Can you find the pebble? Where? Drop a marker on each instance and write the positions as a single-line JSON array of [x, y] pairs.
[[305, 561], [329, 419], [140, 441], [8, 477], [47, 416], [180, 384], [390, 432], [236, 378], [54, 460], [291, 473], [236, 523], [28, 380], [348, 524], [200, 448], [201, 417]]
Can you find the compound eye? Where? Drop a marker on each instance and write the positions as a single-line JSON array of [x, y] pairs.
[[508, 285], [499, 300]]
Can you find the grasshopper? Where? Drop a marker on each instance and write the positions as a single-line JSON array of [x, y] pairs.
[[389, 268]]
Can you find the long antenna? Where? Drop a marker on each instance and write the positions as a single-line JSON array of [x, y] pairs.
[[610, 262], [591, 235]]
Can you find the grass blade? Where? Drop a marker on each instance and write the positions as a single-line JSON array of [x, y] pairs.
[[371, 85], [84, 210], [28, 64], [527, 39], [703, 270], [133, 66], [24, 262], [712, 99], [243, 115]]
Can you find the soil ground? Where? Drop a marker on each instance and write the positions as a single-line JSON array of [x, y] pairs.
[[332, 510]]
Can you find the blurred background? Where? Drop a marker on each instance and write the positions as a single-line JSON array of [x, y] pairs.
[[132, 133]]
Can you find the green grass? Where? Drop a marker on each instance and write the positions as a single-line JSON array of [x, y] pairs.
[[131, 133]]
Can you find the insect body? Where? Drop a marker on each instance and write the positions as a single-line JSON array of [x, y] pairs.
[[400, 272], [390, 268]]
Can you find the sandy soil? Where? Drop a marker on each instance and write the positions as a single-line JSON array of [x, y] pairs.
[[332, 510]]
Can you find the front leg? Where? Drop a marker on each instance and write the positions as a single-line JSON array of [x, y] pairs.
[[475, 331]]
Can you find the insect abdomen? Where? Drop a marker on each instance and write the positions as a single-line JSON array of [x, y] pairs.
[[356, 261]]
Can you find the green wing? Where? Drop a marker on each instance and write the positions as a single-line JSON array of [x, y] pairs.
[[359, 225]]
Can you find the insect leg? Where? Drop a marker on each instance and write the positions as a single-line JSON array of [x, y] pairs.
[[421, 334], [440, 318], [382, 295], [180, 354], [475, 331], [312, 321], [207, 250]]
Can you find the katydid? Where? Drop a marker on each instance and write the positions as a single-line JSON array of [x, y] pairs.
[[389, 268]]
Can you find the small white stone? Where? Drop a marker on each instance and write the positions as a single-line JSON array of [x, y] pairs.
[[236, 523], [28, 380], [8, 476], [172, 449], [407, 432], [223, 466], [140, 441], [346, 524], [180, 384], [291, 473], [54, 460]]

* * * * * * *

-- WHAT THE TASK ASKS --
Type out exactly the span of lines from the one with "Can you find the green wing?" to the end of the material above, counting both end lines, and nothing else.

-- EXERCISE SOLUTION --
Can you find the green wing? Where? Drop a marker on each instance and write the positions as a single-line JSON array of [x, y] pairs.
[[359, 225]]
Can you find the insect leg? Where? Drop a marker on each instance and write the positions as a single-line JSON array of [x, y] pairs.
[[421, 334], [440, 318], [382, 295], [180, 354], [475, 331], [312, 321], [207, 250]]
Can you find the katydid? Where? Drop a marker on each instance and write the positions as a single-line JSON array of [x, y] pairs.
[[389, 268]]
Can you find the small white stone? Where? Drop a marker on each instance and write the positions as a single-line JSON array of [x, y] pairs.
[[236, 523], [28, 380], [8, 476], [172, 449], [407, 432], [223, 466], [140, 441], [346, 524], [180, 384], [291, 473], [54, 460]]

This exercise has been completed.